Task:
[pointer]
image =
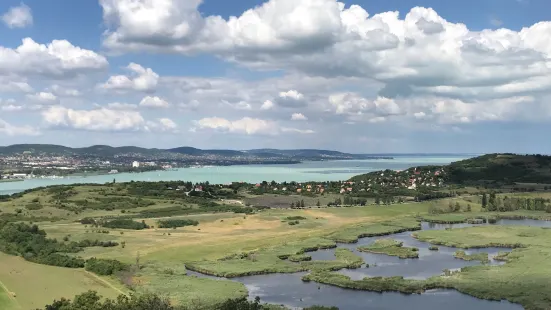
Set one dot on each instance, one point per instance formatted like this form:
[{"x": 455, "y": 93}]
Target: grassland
[
  {"x": 390, "y": 247},
  {"x": 31, "y": 285},
  {"x": 522, "y": 280},
  {"x": 482, "y": 257},
  {"x": 230, "y": 244}
]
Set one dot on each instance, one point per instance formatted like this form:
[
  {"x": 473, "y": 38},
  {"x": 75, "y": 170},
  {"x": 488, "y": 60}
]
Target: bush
[
  {"x": 177, "y": 223},
  {"x": 125, "y": 224},
  {"x": 295, "y": 218},
  {"x": 104, "y": 267}
]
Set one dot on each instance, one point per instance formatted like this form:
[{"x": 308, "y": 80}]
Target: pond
[{"x": 290, "y": 290}]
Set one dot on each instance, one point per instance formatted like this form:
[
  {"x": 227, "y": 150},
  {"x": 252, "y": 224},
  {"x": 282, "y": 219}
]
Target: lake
[
  {"x": 290, "y": 290},
  {"x": 306, "y": 171}
]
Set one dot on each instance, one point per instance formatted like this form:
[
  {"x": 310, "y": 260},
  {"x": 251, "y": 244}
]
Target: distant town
[{"x": 52, "y": 161}]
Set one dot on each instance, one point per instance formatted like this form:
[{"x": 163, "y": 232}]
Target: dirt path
[
  {"x": 105, "y": 282},
  {"x": 10, "y": 296}
]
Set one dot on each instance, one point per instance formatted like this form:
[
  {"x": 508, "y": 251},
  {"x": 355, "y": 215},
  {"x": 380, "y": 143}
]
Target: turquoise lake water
[{"x": 306, "y": 171}]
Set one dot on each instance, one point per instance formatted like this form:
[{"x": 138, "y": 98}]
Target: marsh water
[{"x": 289, "y": 290}]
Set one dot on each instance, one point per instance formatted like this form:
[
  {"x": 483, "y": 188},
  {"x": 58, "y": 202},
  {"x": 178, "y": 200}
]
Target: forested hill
[
  {"x": 109, "y": 151},
  {"x": 504, "y": 168},
  {"x": 485, "y": 169}
]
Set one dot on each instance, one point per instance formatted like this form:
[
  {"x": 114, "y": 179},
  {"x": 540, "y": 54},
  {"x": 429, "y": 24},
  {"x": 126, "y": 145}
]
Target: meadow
[{"x": 235, "y": 244}]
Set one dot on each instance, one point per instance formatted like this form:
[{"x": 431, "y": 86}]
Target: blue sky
[{"x": 441, "y": 76}]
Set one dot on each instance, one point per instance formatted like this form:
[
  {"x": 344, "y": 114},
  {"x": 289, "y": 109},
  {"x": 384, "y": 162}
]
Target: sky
[{"x": 362, "y": 76}]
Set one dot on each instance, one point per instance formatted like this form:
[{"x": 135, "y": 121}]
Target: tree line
[
  {"x": 150, "y": 301},
  {"x": 492, "y": 202}
]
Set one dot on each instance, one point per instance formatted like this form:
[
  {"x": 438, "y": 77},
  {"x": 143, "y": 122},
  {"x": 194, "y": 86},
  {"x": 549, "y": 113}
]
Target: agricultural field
[
  {"x": 223, "y": 243},
  {"x": 31, "y": 285}
]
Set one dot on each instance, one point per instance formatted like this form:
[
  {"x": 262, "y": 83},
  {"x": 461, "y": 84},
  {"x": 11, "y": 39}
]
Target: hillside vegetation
[{"x": 492, "y": 169}]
***
TASK BRIEF: With the images omitted, return the full material exactly.

SOLUTION FOR THIS TASK:
Task:
[pointer]
image =
Set one dot on each instance, one point per instance formatted like this form:
[{"x": 455, "y": 93}]
Target: grassland
[
  {"x": 390, "y": 247},
  {"x": 31, "y": 285},
  {"x": 522, "y": 280},
  {"x": 482, "y": 257},
  {"x": 230, "y": 244}
]
Set one dot on each instance, one point per instance formatted like this form:
[
  {"x": 473, "y": 38},
  {"x": 75, "y": 170},
  {"x": 488, "y": 60}
]
Target: bush
[
  {"x": 177, "y": 223},
  {"x": 125, "y": 224},
  {"x": 295, "y": 218},
  {"x": 104, "y": 267}
]
Set one dot on each instance, one point per instance formatted like this form:
[{"x": 308, "y": 80}]
Target: pond
[{"x": 290, "y": 290}]
Set one dot on each instance, one point per instance formatted like this form:
[
  {"x": 227, "y": 150},
  {"x": 252, "y": 224},
  {"x": 282, "y": 219}
]
Target: lake
[
  {"x": 290, "y": 290},
  {"x": 306, "y": 171}
]
Set one dot on each instance, one point per instance formatted like this form:
[
  {"x": 310, "y": 260},
  {"x": 251, "y": 244}
]
Target: distant town
[{"x": 52, "y": 161}]
Set one dot on each instance, one point per instance formatted like this form:
[{"x": 163, "y": 232}]
Target: dirt path
[
  {"x": 105, "y": 282},
  {"x": 10, "y": 296}
]
Set one dot on each instance, one point per instance formatted like this form:
[
  {"x": 508, "y": 251},
  {"x": 355, "y": 215},
  {"x": 380, "y": 143}
]
Target: turquoise lake water
[{"x": 306, "y": 171}]
Set one dot on each instance, one point per instance formatted like this form:
[{"x": 138, "y": 98}]
Target: marsh water
[{"x": 289, "y": 290}]
Set one dot on each instance, one point per instance formatted like this form:
[
  {"x": 483, "y": 188},
  {"x": 58, "y": 202},
  {"x": 178, "y": 200}
]
Target: forested hill
[
  {"x": 109, "y": 151},
  {"x": 504, "y": 168},
  {"x": 485, "y": 169}
]
Set one dot on each instance, one point per instance formatted like this form:
[
  {"x": 114, "y": 179},
  {"x": 540, "y": 54},
  {"x": 429, "y": 24},
  {"x": 126, "y": 145}
]
Target: meadow
[{"x": 235, "y": 244}]
Set one dot on each instance, one point per instance formatted like this form:
[{"x": 431, "y": 86}]
Target: blue sky
[{"x": 441, "y": 76}]
Set one dot on each instance, one point per instance formatted like this form:
[
  {"x": 344, "y": 114},
  {"x": 289, "y": 109},
  {"x": 384, "y": 162}
]
Target: sky
[{"x": 362, "y": 76}]
Set one dot on each instance, one point per instance formatted like this form:
[{"x": 135, "y": 121}]
Target: tree line
[
  {"x": 150, "y": 301},
  {"x": 492, "y": 202}
]
Set one dot on each instance, one point per instance formatted like this form:
[
  {"x": 438, "y": 77},
  {"x": 143, "y": 122},
  {"x": 194, "y": 86},
  {"x": 549, "y": 113}
]
Target: agricultural field
[
  {"x": 223, "y": 243},
  {"x": 31, "y": 285}
]
Set one dot on each instance, one point per instance formatted like this form:
[
  {"x": 262, "y": 83},
  {"x": 461, "y": 84},
  {"x": 11, "y": 39}
]
Target: hillside vegetation
[{"x": 492, "y": 169}]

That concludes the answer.